» Activity: Your task is to restate every entry below word for word and omit the images.

◆ ◆ ◆

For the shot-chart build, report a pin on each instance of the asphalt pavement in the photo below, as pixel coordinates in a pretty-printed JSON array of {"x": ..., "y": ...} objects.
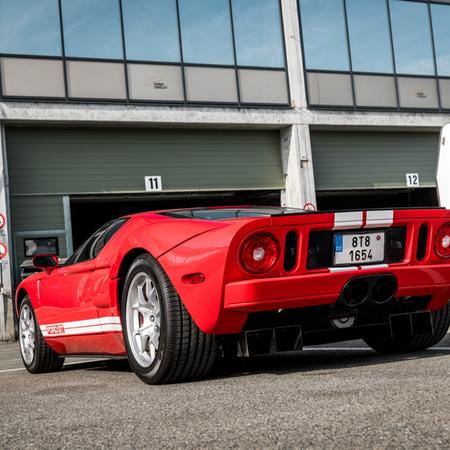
[{"x": 335, "y": 396}]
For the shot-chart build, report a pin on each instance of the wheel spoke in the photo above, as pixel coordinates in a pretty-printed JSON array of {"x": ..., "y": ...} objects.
[
  {"x": 152, "y": 350},
  {"x": 143, "y": 318},
  {"x": 140, "y": 296},
  {"x": 144, "y": 341}
]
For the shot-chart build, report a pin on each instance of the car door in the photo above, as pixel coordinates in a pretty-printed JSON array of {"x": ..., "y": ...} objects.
[{"x": 70, "y": 296}]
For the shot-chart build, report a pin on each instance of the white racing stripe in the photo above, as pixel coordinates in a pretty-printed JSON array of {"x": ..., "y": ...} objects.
[
  {"x": 342, "y": 269},
  {"x": 88, "y": 326},
  {"x": 348, "y": 220},
  {"x": 379, "y": 219},
  {"x": 375, "y": 266}
]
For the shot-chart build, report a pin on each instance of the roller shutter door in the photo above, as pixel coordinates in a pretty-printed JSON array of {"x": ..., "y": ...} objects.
[
  {"x": 373, "y": 160},
  {"x": 45, "y": 164}
]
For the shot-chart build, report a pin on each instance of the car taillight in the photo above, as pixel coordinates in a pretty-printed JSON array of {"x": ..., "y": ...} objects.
[
  {"x": 259, "y": 253},
  {"x": 442, "y": 241}
]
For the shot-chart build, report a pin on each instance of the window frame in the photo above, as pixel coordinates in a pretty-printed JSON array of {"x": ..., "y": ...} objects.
[
  {"x": 395, "y": 75},
  {"x": 125, "y": 61}
]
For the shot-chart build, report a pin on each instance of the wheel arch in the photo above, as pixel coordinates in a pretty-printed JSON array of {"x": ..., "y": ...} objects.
[
  {"x": 20, "y": 296},
  {"x": 124, "y": 266}
]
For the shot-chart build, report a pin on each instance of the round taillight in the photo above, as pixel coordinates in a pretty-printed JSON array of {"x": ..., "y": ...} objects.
[
  {"x": 259, "y": 253},
  {"x": 442, "y": 241}
]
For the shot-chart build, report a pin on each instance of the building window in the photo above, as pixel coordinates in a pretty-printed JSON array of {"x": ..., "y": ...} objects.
[
  {"x": 370, "y": 51},
  {"x": 412, "y": 38},
  {"x": 30, "y": 27},
  {"x": 258, "y": 33},
  {"x": 92, "y": 29},
  {"x": 151, "y": 30},
  {"x": 206, "y": 32},
  {"x": 441, "y": 29},
  {"x": 324, "y": 35}
]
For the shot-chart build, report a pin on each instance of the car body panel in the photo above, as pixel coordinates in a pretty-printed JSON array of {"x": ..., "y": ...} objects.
[{"x": 78, "y": 307}]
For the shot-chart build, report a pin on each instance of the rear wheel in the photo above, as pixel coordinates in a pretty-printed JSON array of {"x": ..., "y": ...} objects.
[
  {"x": 37, "y": 356},
  {"x": 416, "y": 342},
  {"x": 164, "y": 344}
]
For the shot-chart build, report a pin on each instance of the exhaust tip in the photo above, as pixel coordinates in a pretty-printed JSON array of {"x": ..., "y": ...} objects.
[
  {"x": 355, "y": 292},
  {"x": 384, "y": 290}
]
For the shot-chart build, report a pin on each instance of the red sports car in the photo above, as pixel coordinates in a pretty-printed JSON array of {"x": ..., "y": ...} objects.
[{"x": 173, "y": 289}]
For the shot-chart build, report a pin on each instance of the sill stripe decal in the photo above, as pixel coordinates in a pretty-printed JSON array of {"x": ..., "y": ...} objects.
[{"x": 89, "y": 326}]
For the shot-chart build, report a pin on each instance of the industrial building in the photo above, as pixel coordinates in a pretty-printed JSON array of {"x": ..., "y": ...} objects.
[{"x": 108, "y": 107}]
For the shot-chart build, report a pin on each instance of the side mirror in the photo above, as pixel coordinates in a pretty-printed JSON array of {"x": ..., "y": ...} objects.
[{"x": 46, "y": 262}]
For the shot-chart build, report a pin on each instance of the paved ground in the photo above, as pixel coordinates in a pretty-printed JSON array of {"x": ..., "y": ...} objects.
[{"x": 323, "y": 398}]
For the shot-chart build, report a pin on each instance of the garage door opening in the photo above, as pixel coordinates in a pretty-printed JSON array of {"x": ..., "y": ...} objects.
[{"x": 88, "y": 213}]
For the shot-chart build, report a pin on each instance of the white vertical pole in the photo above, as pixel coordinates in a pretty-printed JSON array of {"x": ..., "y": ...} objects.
[{"x": 6, "y": 310}]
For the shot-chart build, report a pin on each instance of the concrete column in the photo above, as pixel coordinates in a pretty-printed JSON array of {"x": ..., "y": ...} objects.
[
  {"x": 6, "y": 311},
  {"x": 297, "y": 167},
  {"x": 294, "y": 53}
]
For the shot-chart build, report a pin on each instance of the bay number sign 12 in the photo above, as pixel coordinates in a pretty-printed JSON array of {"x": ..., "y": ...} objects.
[{"x": 412, "y": 180}]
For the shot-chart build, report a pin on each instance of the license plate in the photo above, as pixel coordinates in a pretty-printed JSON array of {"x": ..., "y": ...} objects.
[{"x": 358, "y": 248}]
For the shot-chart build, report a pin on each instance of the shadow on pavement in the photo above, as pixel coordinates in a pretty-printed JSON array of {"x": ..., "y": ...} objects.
[{"x": 303, "y": 362}]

◆ ◆ ◆

» Solution to the exercise:
For the shot-chart build, report a pin on each instance of the asphalt pavement in the photo below, as pixel coordinates in a pretty-printed JSON array of {"x": ..., "y": ...} objects.
[{"x": 335, "y": 396}]
For the shot-chart build, report a pin on each instance of the wheel spoke in the photo above, as pixel coordinates in a pretty-printed JSON array of {"x": ..., "y": ...} objects.
[
  {"x": 152, "y": 350},
  {"x": 143, "y": 318},
  {"x": 140, "y": 296},
  {"x": 144, "y": 341}
]
For the shot-chart build, report a pin on each instance of the car door in the photo above, as pixel coordinates in a pretty-printed JSON array of {"x": ..., "y": ...} objects.
[{"x": 70, "y": 296}]
For the shot-chart build, report a pin on each instance of the white racing stripe in the photo above, as pixel coordinates in a pretty-printed JSON array of {"x": ..., "y": ...} objects.
[
  {"x": 342, "y": 269},
  {"x": 88, "y": 326},
  {"x": 348, "y": 220},
  {"x": 379, "y": 219},
  {"x": 375, "y": 266}
]
For the shot-chart build, report a pin on each instance of the roller shutter door in the photo above, as pixel coordinates in a pretty-printed JSON array of {"x": ..., "y": ...} objects.
[
  {"x": 373, "y": 160},
  {"x": 45, "y": 164}
]
For the shot-chart build, report a pin on each instance of the car taillight in the photo above, as pixel coordinates in a pretty-printed JSON array of {"x": ..., "y": ...} objects.
[
  {"x": 259, "y": 253},
  {"x": 442, "y": 241}
]
For the shot-chart build, report a pin on each instance of the window frame in the photo above, as pixel coordinates in a pretty-printed JSON array of {"x": ..., "y": ...} objects.
[
  {"x": 395, "y": 75},
  {"x": 125, "y": 61}
]
For the shot-chart build, report a pin on each instance of the wheel arch in the photo above, as pixel coordinates in a pretty-printed JSON array of {"x": ..., "y": ...} objects.
[
  {"x": 20, "y": 296},
  {"x": 124, "y": 266}
]
For the shot-chart build, report a pin on each instance of the round taillight in the photo above, as pixel coordinates in a pretty-printed JSON array of {"x": ..., "y": ...} objects.
[
  {"x": 259, "y": 253},
  {"x": 442, "y": 241}
]
For the shot-chart build, report a pin on each instance of the building window in the photo above, as pixel coordinates in a pretty-printed JSON array of {"x": ..., "y": ...} objects.
[
  {"x": 370, "y": 51},
  {"x": 412, "y": 38},
  {"x": 30, "y": 27},
  {"x": 258, "y": 33},
  {"x": 92, "y": 29},
  {"x": 151, "y": 30},
  {"x": 206, "y": 32},
  {"x": 441, "y": 29},
  {"x": 324, "y": 35}
]
For the shot-chart build, report a pin on each instance of the car body panel in the photo above, as pixel coordinates in a pretty-printed JSON array of {"x": ..., "y": ...} objects.
[{"x": 78, "y": 307}]
For the shot-chart build, report a pin on each instance of the rear wheel in the photo above, as pixel coordinates in a pretty-printed JSON array of {"x": ..., "y": ...} objects.
[
  {"x": 37, "y": 356},
  {"x": 416, "y": 342},
  {"x": 164, "y": 344}
]
For the shot-chart build, report a pin on each instance of the exhaust tip in the photo above, as pixel coordinates in a pretty-printed JSON array of {"x": ..., "y": ...} objects.
[
  {"x": 355, "y": 292},
  {"x": 384, "y": 290}
]
For the shot-chart build, report a pin on each instance of the red sports car in the photo above, as pixel coordinates in a pretty-printed JSON array of {"x": ..., "y": ...} objects.
[{"x": 173, "y": 289}]
For the shot-chart build, report a pin on each instance of the sill stripe decal in the photo above, as pixel coordinates in a pretty-printed JSON array of {"x": ..., "y": ...} objects.
[{"x": 89, "y": 326}]
For the shot-chart build, report a pin on each instance of the industrial building in the photo above, as pixel coordinates in a pretty-printed JSON array of {"x": ..., "y": ...} objects.
[{"x": 108, "y": 107}]
For the shot-chart build, report a pin on each instance of the side mirror in the photo above, as pixel coordinates in a pretty-printed JSON array of {"x": ..., "y": ...} objects.
[{"x": 46, "y": 262}]
For the shot-chart build, report a pin on each instance of the paved ground in the photo above, as pixel coordinates in a pretty-printed JSON array of {"x": ..., "y": ...} objects.
[{"x": 323, "y": 398}]
For the shot-chart build, report a pin on each instance of the garage door opening in the photo above, as pixel coordinates in a pretty-printed JSON array of {"x": ..., "y": ...} objects.
[{"x": 88, "y": 213}]
For the shot-chart build, report a pin on each instance of the white vertical pole in the photo above, as pixel coordinates in a pretty-printed JSON array of {"x": ..., "y": ...} objects.
[{"x": 6, "y": 310}]
For the shot-chart build, report a pin on each instance of the concrete column in the photo above, as pixel coordinates in a pretty-printed JSON array of {"x": ..., "y": ...} objects.
[
  {"x": 6, "y": 311},
  {"x": 297, "y": 167},
  {"x": 294, "y": 53}
]
For the shot-chart build, report a pin on each instance of the bay number sign 12 in the photo above, as pixel coordinates in a pretty-printed JSON array of {"x": ..., "y": ...} objects.
[{"x": 412, "y": 180}]
For the shot-chart build, report a pin on each instance of the license plate in the photo above, as pixel coordinates in a pretty-printed JSON array of {"x": ..., "y": ...} objects.
[{"x": 358, "y": 248}]
For the shot-chart build, report a pin on each instance of the shadow on pavement in the photo above, as pixel coordinates in a pretty-printed JSON array of {"x": ..., "y": ...} objects.
[{"x": 303, "y": 362}]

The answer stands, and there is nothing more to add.